*PROBLEM TO SOLVE:*
Look through the material below and give the number of lines where the string "shrub" appears, without any other words.

*DATA EXCERPTS:*
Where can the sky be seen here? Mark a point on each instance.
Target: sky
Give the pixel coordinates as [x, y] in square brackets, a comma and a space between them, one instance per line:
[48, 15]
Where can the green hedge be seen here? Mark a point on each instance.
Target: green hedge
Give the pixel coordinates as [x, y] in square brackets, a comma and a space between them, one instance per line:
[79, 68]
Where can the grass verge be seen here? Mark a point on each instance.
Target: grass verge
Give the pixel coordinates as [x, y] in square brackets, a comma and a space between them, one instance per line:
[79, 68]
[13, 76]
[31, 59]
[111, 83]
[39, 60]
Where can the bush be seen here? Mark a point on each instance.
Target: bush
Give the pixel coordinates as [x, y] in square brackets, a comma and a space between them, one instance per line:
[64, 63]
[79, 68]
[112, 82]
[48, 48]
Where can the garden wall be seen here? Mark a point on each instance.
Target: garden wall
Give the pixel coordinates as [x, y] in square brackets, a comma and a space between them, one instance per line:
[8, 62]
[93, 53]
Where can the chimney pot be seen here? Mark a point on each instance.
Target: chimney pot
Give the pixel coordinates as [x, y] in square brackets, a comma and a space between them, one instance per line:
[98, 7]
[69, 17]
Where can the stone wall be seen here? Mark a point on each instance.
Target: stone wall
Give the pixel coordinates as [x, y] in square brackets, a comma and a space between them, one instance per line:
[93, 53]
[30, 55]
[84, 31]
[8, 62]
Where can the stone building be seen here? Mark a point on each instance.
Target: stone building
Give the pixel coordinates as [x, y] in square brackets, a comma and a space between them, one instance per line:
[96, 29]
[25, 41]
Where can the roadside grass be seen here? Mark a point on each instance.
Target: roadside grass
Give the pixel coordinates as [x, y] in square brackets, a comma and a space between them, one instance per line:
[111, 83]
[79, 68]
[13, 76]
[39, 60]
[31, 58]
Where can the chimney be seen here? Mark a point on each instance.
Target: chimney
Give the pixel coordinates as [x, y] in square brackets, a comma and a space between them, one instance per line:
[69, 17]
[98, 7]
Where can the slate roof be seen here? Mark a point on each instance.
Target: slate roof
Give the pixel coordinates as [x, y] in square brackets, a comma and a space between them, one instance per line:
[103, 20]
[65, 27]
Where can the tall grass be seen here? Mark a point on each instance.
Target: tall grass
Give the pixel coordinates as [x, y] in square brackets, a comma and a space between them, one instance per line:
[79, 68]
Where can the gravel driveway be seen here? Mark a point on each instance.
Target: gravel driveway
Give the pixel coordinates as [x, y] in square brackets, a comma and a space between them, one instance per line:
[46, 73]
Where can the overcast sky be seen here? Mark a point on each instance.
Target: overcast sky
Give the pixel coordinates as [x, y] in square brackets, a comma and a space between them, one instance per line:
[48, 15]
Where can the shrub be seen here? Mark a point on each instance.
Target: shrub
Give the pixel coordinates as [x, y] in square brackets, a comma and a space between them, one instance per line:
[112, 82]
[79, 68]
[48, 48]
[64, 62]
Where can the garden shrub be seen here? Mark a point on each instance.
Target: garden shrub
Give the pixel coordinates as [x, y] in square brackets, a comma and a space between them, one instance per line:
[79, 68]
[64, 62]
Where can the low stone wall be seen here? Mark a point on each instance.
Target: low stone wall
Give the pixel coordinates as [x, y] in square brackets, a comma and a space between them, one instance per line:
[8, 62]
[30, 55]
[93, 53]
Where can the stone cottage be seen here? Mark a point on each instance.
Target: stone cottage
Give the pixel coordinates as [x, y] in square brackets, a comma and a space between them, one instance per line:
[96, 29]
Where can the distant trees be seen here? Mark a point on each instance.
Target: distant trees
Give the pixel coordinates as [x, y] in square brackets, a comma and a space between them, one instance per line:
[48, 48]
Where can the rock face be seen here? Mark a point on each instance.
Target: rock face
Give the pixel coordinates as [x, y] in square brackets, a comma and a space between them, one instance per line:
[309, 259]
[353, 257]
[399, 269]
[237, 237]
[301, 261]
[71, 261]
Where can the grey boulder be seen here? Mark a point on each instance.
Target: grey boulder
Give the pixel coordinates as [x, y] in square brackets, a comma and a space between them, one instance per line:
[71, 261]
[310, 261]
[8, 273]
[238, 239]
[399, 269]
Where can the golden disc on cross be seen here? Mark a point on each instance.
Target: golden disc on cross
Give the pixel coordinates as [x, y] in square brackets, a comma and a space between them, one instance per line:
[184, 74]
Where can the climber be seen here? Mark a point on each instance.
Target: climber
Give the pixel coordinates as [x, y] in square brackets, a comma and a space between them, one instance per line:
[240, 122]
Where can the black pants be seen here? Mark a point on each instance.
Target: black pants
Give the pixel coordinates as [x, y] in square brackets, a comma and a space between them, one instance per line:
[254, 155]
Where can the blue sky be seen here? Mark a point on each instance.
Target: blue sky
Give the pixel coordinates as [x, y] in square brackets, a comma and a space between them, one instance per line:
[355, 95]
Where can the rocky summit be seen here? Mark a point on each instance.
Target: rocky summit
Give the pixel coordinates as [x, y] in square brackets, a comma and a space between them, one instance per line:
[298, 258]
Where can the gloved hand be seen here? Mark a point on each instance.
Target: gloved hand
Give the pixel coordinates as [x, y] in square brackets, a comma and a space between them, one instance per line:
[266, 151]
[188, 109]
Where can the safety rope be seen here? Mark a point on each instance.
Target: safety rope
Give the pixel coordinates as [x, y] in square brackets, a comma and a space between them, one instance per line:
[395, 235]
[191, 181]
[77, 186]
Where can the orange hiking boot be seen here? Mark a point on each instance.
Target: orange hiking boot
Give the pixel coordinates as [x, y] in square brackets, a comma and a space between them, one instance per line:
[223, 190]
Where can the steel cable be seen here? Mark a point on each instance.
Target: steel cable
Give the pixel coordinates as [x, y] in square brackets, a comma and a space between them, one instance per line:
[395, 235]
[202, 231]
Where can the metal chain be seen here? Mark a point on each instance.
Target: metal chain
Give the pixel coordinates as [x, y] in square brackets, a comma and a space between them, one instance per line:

*SOLUTION TO THIS PROBLEM:*
4